▸ **YOUR GOAL**
From the listing below, copy every line with the word "hanging".
START MATERIAL SUPPLIED
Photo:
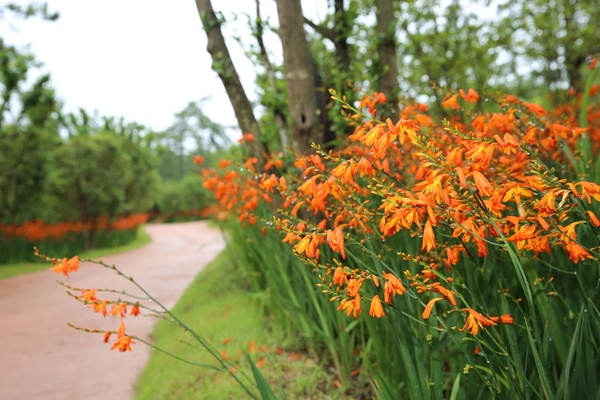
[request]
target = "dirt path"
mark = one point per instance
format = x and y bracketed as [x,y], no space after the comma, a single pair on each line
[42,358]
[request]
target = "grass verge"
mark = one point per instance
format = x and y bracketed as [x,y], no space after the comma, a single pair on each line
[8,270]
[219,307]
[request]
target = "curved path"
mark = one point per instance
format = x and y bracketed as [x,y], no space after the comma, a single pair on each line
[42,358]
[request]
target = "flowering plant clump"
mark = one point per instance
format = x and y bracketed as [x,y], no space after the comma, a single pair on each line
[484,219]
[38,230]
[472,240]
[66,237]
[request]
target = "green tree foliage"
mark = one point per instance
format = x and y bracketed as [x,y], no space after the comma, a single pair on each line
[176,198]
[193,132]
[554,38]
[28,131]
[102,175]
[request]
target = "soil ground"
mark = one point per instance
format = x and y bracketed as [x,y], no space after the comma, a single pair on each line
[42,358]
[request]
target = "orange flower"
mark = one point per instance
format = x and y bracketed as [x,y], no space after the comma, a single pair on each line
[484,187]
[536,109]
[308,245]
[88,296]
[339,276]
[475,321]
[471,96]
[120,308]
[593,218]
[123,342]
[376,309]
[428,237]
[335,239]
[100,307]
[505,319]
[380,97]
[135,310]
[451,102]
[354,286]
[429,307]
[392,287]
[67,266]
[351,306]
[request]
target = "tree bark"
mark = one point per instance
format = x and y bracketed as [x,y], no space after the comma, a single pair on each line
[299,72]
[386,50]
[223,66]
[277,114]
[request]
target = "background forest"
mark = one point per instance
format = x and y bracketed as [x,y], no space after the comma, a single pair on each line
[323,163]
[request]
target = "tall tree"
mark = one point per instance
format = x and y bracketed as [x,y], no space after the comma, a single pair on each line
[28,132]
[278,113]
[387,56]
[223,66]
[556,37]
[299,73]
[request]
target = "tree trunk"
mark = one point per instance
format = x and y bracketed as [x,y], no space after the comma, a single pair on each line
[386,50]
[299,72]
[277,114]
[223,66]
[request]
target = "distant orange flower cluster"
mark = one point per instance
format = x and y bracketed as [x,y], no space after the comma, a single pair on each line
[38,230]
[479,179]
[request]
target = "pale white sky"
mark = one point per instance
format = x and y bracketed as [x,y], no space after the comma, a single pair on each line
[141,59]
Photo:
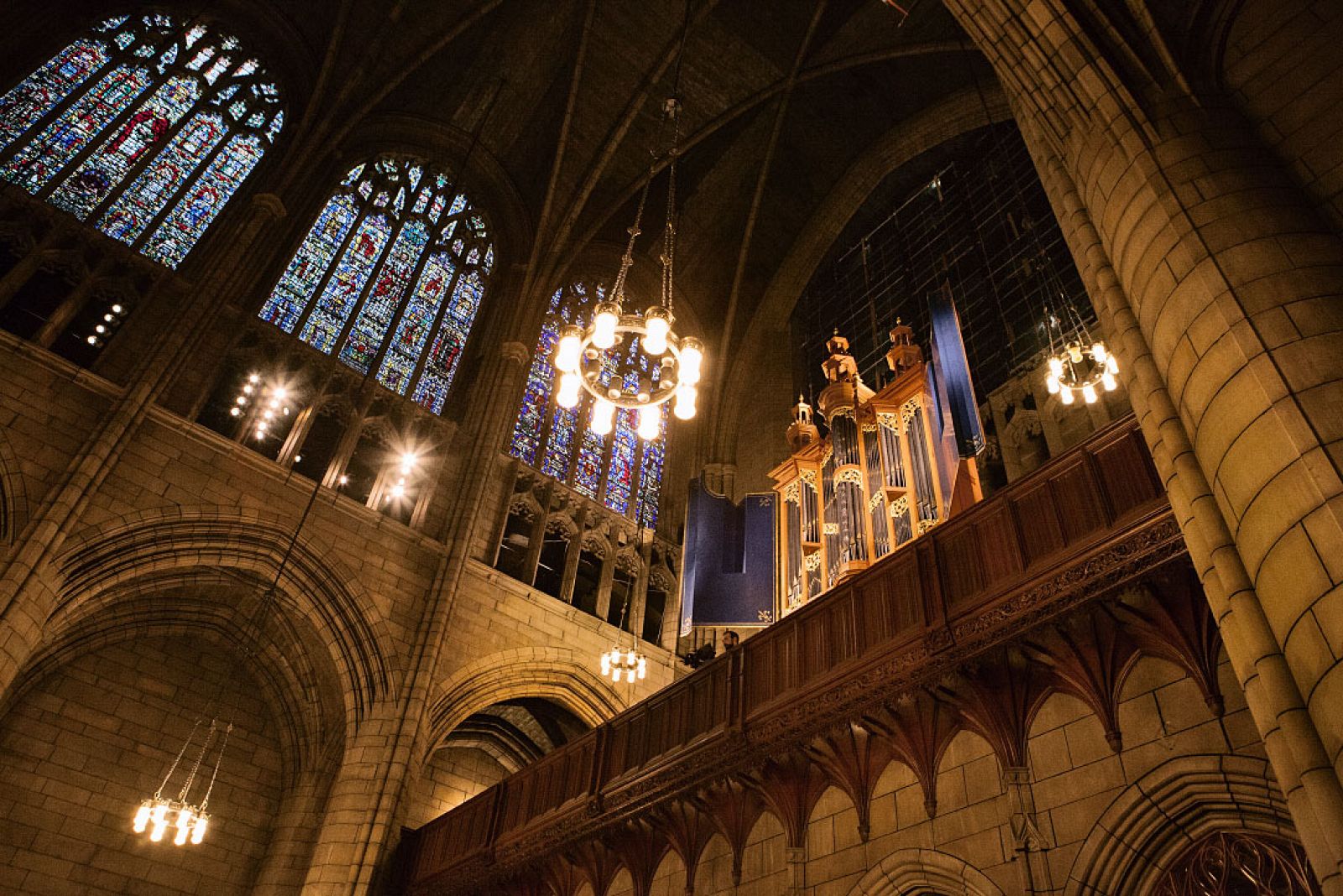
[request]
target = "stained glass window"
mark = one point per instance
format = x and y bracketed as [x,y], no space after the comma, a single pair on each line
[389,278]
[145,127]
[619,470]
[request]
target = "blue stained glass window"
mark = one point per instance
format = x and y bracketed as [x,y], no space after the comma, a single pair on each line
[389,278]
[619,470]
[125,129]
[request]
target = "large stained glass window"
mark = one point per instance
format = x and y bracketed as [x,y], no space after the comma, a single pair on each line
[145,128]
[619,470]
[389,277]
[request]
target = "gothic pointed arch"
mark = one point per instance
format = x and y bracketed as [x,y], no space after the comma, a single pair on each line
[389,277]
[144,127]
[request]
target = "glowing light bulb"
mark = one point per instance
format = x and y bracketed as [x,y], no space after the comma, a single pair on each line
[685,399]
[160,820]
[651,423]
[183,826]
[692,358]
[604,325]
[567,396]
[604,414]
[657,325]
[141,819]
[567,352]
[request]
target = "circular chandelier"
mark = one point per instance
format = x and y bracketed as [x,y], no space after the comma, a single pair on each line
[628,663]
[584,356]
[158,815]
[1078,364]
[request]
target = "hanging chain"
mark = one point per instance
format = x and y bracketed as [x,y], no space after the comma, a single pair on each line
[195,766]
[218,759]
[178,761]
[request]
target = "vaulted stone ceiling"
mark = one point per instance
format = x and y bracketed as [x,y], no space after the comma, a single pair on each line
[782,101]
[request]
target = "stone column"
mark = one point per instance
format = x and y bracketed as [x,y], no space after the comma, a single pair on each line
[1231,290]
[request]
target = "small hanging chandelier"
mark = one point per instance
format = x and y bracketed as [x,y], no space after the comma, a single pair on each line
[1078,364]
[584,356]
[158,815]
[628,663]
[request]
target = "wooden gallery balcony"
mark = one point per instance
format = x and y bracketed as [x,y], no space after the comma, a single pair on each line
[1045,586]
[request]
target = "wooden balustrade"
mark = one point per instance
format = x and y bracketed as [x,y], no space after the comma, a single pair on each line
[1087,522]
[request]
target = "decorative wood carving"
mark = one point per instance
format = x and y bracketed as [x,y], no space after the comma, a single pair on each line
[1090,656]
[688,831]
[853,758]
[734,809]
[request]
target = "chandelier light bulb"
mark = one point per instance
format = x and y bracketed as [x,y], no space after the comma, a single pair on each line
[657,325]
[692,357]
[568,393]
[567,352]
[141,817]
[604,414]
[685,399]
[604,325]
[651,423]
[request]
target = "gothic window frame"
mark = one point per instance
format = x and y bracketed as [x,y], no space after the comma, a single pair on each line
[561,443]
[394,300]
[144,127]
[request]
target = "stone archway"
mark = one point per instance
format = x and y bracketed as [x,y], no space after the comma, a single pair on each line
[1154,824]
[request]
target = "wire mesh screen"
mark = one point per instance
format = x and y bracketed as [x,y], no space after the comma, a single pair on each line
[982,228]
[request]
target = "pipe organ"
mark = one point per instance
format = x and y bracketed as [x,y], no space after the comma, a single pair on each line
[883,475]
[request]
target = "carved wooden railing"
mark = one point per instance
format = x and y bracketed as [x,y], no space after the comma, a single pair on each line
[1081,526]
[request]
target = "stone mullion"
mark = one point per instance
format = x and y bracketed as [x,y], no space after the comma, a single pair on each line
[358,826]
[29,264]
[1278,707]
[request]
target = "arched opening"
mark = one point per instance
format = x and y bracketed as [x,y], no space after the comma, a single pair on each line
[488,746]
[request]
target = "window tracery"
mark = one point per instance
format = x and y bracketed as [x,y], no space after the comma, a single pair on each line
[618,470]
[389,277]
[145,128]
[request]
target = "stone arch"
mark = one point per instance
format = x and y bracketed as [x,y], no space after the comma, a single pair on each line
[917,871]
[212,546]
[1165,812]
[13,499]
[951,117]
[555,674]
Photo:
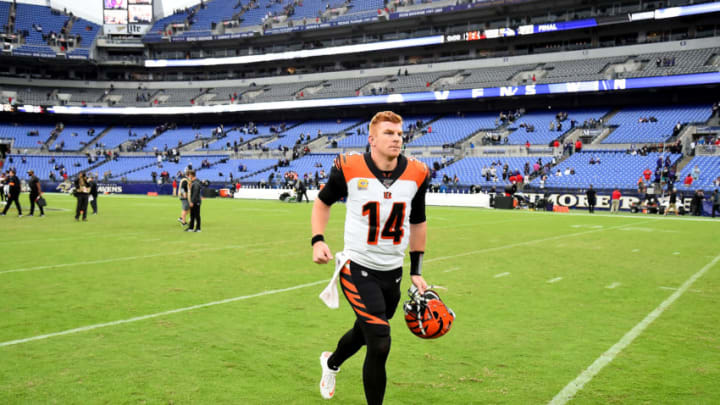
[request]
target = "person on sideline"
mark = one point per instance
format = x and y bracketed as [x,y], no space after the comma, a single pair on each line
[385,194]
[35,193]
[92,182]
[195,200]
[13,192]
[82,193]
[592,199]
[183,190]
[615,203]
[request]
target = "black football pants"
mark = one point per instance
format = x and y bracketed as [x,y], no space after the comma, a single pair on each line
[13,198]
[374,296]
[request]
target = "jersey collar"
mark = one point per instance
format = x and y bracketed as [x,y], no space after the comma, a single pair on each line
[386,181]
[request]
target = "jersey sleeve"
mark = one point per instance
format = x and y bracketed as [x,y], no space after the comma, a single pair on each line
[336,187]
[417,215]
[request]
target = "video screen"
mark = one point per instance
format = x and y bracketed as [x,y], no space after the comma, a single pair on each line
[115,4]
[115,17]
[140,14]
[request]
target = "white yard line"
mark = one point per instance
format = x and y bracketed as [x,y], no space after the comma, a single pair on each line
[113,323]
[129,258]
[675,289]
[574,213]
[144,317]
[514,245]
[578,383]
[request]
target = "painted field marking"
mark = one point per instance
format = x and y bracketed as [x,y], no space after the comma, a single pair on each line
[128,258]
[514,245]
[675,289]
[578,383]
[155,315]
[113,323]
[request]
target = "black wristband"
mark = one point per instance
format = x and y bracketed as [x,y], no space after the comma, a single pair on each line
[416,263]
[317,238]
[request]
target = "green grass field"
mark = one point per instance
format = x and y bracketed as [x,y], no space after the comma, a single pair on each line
END MATERIAL SUPPLIED
▸ **EXERCISE SOLUTION**
target = "hanging chain"
target = "small hanging chandelier"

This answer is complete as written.